■ TEKS PILIHAN:
**********

Dalam literasi kekuasaan dan pengelolaan organisasi publik, seperti Badan Usaha Milik Daerah (BUMD), terdapat berbagai dinamika kekuasaan yang tidak selalu terlihat jelas. Salah satu dinamika ini adalah hubungan simbiosis antara Gubernur, Direktur Utama (Dirut) BUMD, dan Komisaris BUMD, yang dapat memiliki implikasi mendalam pada pengelolaan daerah dan perekonomian. Dalam konteks literasi politik, relasi berbasis kedekatan personal seringkali lebih mendominasi daripada penunjukan yang didasarkan pada prestasi atau reputasi profesional.
 1. Sebelum Menjadi Gubernur: Membangun Jaringan Dukungan Politik
Sebelum seorang calon terpilih menjadi Gubernur, ada proses penciptaan jaringan yang menghubungkan calon dengan orang-orang yang memiliki pengaruh di bidang bisnis dan ekonomi, termasuk di dalam BUMD. Dalam konteks ini, calon gubernur biasanya lebih mengutamakan koneksi personal dan relasi loyalitas dibandingkan kriteria berbasis kompetensi atau reputasi publik.

**********

Catatan penunjukan objek bernama:
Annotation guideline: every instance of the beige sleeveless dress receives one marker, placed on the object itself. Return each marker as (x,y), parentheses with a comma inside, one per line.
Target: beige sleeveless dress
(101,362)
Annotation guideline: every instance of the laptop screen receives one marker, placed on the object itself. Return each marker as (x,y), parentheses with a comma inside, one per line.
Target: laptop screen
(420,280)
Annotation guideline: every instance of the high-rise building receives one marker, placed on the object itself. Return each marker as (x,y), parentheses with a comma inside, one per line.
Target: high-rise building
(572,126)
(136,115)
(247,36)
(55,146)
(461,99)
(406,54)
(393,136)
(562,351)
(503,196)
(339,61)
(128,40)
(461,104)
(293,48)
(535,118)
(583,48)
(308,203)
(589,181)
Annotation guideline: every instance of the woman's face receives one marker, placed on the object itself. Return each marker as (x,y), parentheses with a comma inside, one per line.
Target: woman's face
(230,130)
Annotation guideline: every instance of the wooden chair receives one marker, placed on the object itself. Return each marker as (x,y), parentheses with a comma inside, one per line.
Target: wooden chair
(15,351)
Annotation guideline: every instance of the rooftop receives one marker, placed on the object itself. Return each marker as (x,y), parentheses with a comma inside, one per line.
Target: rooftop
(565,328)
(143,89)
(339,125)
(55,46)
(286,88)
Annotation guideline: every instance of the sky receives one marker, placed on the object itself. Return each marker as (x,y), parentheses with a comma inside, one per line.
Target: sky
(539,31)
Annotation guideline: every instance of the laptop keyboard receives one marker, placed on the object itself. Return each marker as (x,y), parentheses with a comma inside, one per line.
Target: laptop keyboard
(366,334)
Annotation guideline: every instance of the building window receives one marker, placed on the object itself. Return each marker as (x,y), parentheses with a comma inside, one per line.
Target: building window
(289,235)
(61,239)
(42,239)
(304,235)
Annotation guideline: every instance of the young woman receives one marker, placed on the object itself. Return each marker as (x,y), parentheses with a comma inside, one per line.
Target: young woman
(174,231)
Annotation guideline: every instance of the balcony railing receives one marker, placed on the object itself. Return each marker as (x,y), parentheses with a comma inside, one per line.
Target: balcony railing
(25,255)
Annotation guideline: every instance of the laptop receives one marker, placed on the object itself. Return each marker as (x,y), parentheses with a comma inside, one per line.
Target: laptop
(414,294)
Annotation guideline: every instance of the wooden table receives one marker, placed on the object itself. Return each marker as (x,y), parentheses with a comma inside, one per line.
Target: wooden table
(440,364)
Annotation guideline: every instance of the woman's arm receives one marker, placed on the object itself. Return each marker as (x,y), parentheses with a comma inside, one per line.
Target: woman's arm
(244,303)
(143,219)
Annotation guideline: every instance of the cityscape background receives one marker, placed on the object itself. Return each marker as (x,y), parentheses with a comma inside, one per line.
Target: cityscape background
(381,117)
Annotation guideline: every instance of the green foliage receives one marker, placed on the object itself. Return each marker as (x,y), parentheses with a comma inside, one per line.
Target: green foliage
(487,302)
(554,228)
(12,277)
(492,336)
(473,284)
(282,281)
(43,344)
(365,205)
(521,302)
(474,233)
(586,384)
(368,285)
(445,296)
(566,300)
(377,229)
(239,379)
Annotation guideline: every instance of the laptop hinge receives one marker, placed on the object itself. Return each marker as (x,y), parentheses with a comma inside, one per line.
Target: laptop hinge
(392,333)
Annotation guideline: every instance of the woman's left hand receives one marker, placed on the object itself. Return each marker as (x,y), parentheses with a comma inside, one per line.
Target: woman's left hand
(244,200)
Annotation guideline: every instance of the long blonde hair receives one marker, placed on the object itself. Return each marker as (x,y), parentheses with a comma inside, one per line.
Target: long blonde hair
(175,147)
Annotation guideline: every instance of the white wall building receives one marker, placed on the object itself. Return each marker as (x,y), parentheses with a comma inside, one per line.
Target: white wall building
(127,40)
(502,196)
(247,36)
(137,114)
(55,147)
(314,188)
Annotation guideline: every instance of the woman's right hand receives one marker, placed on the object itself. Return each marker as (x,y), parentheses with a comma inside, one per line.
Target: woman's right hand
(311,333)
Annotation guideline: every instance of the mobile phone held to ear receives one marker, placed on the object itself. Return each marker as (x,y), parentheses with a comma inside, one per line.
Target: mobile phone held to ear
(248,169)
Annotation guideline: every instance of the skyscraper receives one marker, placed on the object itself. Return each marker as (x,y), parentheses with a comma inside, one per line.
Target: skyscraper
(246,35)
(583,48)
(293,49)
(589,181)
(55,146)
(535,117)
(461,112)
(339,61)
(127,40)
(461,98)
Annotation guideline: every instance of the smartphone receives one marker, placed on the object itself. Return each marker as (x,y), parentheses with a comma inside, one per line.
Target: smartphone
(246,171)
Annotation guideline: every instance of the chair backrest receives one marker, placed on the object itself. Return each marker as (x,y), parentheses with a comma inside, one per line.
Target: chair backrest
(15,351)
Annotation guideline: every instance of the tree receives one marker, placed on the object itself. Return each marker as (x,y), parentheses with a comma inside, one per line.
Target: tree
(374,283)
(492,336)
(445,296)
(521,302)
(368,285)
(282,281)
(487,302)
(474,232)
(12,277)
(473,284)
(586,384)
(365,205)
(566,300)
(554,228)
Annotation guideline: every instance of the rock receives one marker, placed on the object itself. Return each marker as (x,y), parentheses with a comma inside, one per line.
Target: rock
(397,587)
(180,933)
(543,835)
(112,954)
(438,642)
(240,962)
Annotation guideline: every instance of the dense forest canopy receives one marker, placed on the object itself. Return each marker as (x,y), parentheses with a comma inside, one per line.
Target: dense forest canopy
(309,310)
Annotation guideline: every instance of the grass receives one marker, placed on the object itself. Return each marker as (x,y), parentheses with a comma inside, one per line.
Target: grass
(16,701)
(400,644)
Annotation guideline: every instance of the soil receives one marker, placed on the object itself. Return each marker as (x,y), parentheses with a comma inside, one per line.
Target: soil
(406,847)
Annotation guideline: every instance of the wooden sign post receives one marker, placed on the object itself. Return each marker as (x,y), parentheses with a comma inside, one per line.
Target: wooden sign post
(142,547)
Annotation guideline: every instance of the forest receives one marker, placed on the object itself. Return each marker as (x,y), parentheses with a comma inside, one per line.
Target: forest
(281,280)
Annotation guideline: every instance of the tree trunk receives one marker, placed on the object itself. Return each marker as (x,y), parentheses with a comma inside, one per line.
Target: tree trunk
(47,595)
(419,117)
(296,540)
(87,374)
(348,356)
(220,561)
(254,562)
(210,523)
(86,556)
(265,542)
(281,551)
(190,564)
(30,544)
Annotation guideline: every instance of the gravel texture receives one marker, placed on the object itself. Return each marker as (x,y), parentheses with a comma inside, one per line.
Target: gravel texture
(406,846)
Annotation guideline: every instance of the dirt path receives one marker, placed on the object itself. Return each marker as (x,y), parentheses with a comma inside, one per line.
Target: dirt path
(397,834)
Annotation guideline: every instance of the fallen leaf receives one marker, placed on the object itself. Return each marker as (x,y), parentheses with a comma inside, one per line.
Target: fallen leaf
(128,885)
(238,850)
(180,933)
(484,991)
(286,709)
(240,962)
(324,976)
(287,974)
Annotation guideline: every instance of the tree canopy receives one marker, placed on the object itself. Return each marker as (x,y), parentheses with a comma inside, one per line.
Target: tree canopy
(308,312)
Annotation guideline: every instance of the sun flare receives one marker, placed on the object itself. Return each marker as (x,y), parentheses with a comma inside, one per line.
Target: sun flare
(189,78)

**********

■ KERJAKAN BERIKUT INI:
A: Jawab pertanyaan berikut berdasarkan teks tentang kekuasaan di BUMD.
(i) Hubungan simbiosis antara pihak mana saja yang disebut sebagai salah satu dinamika kekuasaan?
(ii) Dalam konteks literasi politik, apa yang sering lebih mendominasi daripada penunjukan berdasarkan prestasi atau reputasi profesional?
(iii) Sebelum terpilih, apa yang biasanya lebih diutamakan calon gubernur dibandingkan kriteria berbasis kompetensi atau reputasi publik?
B: Lanjutkan teks tentang kekuasaan di BUMD, mulai setelah kalimat terakhirnya.

■ JAWABAN LATIHAN:
A:
(i) Gubernur, Direktur Utama (Dirut) BUMD, dan Komisaris BUMD.
(ii) Relasi berbasis kedekatan personal.
(iii) Koneksi personal dan relasi loyalitas.

B:
- Politik Koneksi: Di tahap ini, calon Gubernur mencari individu-individu yang dapat berperan dalam mendukung kampanye dan ambisi politiknya. Orang-orang yang dikenal dengan baik, seperti teman lama, kolega, atau mereka yang pernah berkontribusi dalam perjalanan politiknya, cenderung mendapat prioritas untuk menduduki posisi penting. Literasi di sini menunjukkan bahwa politik kerap kali mengandalkan familiaritas daripada meritokrasi.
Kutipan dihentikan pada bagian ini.